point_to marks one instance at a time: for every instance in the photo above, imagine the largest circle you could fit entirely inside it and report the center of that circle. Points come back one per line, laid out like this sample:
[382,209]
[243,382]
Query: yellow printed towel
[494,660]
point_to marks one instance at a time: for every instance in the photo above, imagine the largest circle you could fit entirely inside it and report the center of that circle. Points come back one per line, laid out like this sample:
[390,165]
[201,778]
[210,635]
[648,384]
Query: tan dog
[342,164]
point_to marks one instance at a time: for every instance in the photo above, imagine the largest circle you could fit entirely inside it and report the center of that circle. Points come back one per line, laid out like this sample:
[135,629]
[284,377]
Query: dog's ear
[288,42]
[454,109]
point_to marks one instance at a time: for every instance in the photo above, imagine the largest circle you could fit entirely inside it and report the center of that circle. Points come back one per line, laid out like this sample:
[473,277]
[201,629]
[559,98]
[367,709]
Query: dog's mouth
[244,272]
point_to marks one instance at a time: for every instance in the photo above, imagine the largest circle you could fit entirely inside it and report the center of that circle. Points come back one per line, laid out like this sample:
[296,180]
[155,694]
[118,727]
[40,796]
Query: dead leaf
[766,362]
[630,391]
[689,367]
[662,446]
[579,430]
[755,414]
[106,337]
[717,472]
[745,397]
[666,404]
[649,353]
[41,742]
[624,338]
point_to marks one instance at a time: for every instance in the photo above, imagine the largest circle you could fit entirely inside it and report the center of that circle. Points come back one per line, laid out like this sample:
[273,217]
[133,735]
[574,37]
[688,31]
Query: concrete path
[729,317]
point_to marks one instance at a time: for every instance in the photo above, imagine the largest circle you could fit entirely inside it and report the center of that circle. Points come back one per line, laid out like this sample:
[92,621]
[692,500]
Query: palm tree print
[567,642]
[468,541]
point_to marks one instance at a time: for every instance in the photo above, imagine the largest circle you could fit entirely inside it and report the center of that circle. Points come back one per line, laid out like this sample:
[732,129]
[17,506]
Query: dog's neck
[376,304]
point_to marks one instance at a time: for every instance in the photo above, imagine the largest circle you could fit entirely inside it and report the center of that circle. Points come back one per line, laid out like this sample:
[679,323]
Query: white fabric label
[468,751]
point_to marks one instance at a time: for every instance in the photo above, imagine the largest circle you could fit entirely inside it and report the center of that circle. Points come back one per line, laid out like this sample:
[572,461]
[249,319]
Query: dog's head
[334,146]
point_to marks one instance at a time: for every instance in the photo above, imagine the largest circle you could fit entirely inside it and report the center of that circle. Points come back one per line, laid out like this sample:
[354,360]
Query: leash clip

|---|

What you will do
Would you write out all of the data again, unchanged?

Your solution
point_to marks one instance at a time: for every instance in the photo above, imagine the largest circle you could fit entirely inside it and report the center of that circle. Points come back one per line, laid out like this sample:
[382,209]
[243,382]
Query: yellow printed towel
[494,660]
point_to marks one instance at a time: for every instance in the photo above, imagine the largest circle you could fit entirely inside it and report the center of that circle. Points come back one per line, laid out like this sample:
[390,165]
[201,778]
[210,635]
[648,384]
Query: tan dog
[342,164]
point_to marks one instance at a time: for every instance in the photo above, imagine the largest circle you could fit entirely inside it and report the center of that circle. Points come back one per line, laid out like this sample:
[135,629]
[284,377]
Query: dog's ear
[288,42]
[454,109]
point_to marks one instance at a time: for every instance in the photo above, imagine the largest circle you could fit entirely inside it and report the center of that circle. Points come back one per line, laid out like this sample:
[473,277]
[201,629]
[559,98]
[367,709]
Query: dog's mouth
[244,272]
point_to marks one instance at a time: for every instance in the photo above, imagine the largest circle you could fit entirely inside it and report the center of that circle. Points come back one per line, laid out like this sample:
[296,180]
[155,694]
[118,727]
[40,796]
Query: dead leaf
[766,362]
[630,391]
[689,367]
[662,446]
[579,430]
[755,414]
[106,337]
[717,472]
[745,397]
[666,404]
[649,353]
[41,742]
[624,338]
point_to marks one instance at a time: for every instance in the photo above, imagine the largest circle you could fit entirely inside it and report the center of that circle. Points come back one per line, laid out like this sample:
[273,217]
[133,735]
[574,37]
[688,31]
Query: concrete path
[729,317]
point_to marks one instance at a time: for every instance in the photo above, imagine the largest circle you could fit entirely inside it and report the center of that circle. Points come back one per line, laid out like this sample:
[92,621]
[692,500]
Query: palm tree print
[567,642]
[468,541]
point_to marks one instance at a time: for every instance in the photo above, imagine the largest circle you could fit entirely inside it and report the center of that circle. Points come back one per line, laid out like this sample:
[732,129]
[17,506]
Query: dog's neck
[376,304]
point_to marks one instance at a time: for every instance in the photo above, imagine the largest circle you could fit entirely inside it and report the center of that circle. Points come back one per line, laid out like this sample:
[679,323]
Query: white fabric label
[468,751]
point_to marks one instance at a time: for every instance in the photo above, imagine the largest circle you could fit entirely inside it and report the center of that circle. Points come back one per line, laid out like this sample:
[572,461]
[249,319]
Query: dog's head
[334,146]
point_to marks one instance at a time: for every instance in the photo above, imagine the largest circle you could fit entirely inside it and report the center of that circle. Points come back one per line, laid out like this sample:
[354,360]
Query: leash clip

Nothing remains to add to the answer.